• SCHRIFTLICHE AUFGABE A:
Gib im Forumstext zum Fischereirecht alles von "## Sneep (2." bis hinunter zu "Ertrag des Gewässers." erneut wieder und ersetze dabei "Behörde" durch "Fischereibehörde".

• FORUMSTEXT:
☆ ☆ ☆ ☆

Hier ist zu erst einmal zu prüfen ob eine Fischereigenossenschaft besteht. Der richtige Ansprechpartner  dürfte der Bürgermeister oder die UFB sein

sneep


----------



## Honeyball (1. August 2017)

*AW: Fischereiausübungsrecht NRW*

Super!!!

Vielen Dank für diese ausführliche Erläuterung. Zusammengefasst heißt das doch:
Entweder es gibt eine Genossenschaftslösung (auf welcher Ebene auch immer), dann kann der Grundstückseigner keine Rechte weitergeben und hat auch selbst kein Fischereirecht(?).
Oder es gibt sie nicht, dann kann er entweder die Fischereierlaubnis weitergeben (muss das dann aber doch auch bei der Fischereibehörde angeben, wenn ich das im Gesetzestext richtig verstanden habe) oder das gesamte Recht verpachten (muss das dann nicht sogar notariell bestätigt und im Grundbuch eingetragen werden?). Und bei der letztgenannten Lösung "erwirbt" der Pächter auch alle (Hege-)Pflichten, oder?


----------



## Sneep (2. August 2017)

*AW: Fischereiausübungsrecht NRW*

Hallo, 

richtig, ich kann nur etwas verpachten, was mir gehört. 

Erlaubnisscheine müssen nicht genehmigt werden. Bei Neuabschluss eines Pachtvertrages muss darin eine Obergrenze für Karten vereinbart sein. Falls nicht, legt die Behörde eine fest. Die  Anzahl richtet sich nach dem nachhaltigen Ertrag des Gewässers.
Für Erlaubnischeine  über 4 Wochen Laufzeit, müssen Listen mit Adresse usw geführt  werden. Diese sind auf Verlangen der Behörde vorzulegen.
Bei Abschluss eines Pachtvertrages muss der Vertrag zusätzlich zur UFB und wird dort genehmigt, mit Auflagen 
genehmigt, oder abgelehnten
Die Behörde muss sicherstellen, dass das Fischrecht in vollem Umfang übergeben wird. Mindest-Pachtdauer sind 12 Jahre.

sneeP


----------

☆ ☆ ☆ ☆

• BEREITGESTELLTE ZEILEN:
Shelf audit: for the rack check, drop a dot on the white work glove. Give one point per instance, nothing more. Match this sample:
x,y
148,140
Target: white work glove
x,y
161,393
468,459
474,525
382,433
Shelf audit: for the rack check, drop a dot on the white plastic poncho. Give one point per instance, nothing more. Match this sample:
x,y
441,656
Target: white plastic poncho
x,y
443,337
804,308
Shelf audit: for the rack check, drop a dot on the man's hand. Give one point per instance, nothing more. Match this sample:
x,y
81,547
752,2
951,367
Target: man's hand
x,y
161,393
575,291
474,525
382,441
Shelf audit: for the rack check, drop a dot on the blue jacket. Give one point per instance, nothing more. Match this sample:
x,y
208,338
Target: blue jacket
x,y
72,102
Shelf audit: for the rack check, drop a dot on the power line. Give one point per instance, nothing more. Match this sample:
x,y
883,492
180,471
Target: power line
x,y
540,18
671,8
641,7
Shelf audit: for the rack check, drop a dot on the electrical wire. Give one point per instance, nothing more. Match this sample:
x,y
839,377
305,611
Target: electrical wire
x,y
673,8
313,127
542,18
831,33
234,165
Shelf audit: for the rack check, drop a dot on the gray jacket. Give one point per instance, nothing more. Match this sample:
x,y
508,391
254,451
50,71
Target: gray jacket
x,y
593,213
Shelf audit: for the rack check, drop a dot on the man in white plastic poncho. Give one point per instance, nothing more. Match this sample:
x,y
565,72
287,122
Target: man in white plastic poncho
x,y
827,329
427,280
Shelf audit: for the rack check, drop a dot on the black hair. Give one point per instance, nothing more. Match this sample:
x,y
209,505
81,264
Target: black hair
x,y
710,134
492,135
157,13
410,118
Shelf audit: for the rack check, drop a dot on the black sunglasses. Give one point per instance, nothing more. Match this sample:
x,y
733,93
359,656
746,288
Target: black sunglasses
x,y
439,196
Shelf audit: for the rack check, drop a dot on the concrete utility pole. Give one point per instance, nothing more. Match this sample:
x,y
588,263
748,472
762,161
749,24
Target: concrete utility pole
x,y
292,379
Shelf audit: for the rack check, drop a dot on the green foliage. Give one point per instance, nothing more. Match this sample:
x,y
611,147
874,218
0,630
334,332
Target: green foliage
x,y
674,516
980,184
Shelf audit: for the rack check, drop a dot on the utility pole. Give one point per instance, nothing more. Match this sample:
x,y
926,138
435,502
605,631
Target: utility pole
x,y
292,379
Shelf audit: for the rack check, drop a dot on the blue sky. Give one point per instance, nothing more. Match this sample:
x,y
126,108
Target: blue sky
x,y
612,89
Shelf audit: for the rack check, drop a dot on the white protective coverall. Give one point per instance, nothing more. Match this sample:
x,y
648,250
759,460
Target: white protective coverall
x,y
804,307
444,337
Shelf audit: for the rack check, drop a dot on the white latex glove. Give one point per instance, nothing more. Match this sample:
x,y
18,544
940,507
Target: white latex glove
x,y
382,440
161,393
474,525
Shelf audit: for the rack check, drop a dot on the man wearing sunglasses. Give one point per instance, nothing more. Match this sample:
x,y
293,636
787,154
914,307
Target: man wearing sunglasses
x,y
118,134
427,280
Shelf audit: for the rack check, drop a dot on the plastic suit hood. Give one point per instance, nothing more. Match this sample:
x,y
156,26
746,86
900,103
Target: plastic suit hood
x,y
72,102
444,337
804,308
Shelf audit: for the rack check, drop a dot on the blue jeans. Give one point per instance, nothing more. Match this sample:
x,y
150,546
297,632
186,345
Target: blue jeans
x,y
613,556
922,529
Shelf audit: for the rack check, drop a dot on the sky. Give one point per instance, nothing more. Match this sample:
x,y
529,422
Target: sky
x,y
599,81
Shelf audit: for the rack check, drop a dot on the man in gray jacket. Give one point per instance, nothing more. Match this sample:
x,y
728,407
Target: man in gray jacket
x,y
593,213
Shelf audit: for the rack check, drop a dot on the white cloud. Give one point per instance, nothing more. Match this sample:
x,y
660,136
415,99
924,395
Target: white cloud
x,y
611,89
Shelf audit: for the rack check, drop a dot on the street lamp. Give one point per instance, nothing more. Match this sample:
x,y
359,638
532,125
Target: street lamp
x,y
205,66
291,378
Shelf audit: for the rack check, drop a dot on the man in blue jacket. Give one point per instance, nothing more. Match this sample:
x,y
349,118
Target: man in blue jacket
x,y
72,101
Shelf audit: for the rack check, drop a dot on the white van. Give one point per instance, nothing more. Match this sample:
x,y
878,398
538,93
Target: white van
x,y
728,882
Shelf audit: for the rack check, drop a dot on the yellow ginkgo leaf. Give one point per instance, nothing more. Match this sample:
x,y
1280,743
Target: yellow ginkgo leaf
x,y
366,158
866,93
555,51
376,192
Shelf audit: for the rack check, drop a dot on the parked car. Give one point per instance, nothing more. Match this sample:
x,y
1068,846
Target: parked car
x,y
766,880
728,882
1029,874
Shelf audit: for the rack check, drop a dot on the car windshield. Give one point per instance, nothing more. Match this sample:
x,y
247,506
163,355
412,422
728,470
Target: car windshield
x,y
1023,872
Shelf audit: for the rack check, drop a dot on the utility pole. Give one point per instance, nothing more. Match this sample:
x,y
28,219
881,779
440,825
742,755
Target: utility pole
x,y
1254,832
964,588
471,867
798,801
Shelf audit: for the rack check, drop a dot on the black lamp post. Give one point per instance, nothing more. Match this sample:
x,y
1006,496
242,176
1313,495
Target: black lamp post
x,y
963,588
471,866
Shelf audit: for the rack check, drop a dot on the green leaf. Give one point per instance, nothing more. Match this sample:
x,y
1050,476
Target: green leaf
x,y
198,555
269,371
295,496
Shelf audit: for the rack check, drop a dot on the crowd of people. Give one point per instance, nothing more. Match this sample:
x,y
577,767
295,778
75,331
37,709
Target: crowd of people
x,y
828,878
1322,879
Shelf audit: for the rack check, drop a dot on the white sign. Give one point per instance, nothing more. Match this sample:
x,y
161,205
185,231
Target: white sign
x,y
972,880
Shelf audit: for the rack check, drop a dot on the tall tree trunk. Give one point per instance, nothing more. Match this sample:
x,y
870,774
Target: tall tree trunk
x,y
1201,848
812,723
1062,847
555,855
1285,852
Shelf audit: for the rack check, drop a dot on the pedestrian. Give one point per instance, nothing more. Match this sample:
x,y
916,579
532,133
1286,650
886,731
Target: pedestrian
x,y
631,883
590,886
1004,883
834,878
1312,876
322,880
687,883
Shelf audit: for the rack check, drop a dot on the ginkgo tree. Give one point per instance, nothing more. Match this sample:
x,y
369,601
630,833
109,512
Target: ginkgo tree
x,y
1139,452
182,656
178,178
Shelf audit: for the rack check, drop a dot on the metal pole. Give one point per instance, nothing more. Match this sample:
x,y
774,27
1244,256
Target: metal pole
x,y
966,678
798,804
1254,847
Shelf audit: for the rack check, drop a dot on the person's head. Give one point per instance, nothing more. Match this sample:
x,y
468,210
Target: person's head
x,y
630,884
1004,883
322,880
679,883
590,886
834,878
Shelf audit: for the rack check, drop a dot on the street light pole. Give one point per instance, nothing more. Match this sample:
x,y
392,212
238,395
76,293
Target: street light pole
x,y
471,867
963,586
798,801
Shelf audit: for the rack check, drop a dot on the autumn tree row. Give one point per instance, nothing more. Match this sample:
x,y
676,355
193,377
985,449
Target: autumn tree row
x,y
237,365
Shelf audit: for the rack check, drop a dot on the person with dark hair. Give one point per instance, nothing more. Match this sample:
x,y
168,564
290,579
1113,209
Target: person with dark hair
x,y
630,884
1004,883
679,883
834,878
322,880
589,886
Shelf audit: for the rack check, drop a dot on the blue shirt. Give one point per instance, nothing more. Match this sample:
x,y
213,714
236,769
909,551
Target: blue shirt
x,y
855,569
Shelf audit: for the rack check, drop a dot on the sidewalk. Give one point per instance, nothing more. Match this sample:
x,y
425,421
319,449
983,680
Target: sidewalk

☆ ☆ ☆ ☆

• SCHRIFTLICHE AUFGABE B:
Filtere aus den Zeilen oben jede heraus, die die Zeichenfolge "tall" enthält, und gib sie unverändert wieder. Groß- und Kleinschreibung zählt.

• ERGEBNIS DER AUFGABE A:
## Sneep (2. August 2017)

*AW: Fischereiausübungsrecht NRW*

Hallo, 

richtig, ich kann nur etwas verpachten, was mir gehört. 

Erlaubnisscheine müssen nicht genehmigt werden. Bei Neuabschluss eines Pachtvertrages muss darin eine Obergrenze für Karten vereinbart sein. Falls nicht, legt die Fischereibehörde eine fest. Die  Anzahl richtet sich nach dem nachhaltigen Ertrag des Gewässers.

• ERGEBNIS DER AUFGABE B:
Shelf audit: for the rack check, drop a dot on the tall tree trunk. Give one point per instance, nothing more. Match this sample:
Target: tall tree trunk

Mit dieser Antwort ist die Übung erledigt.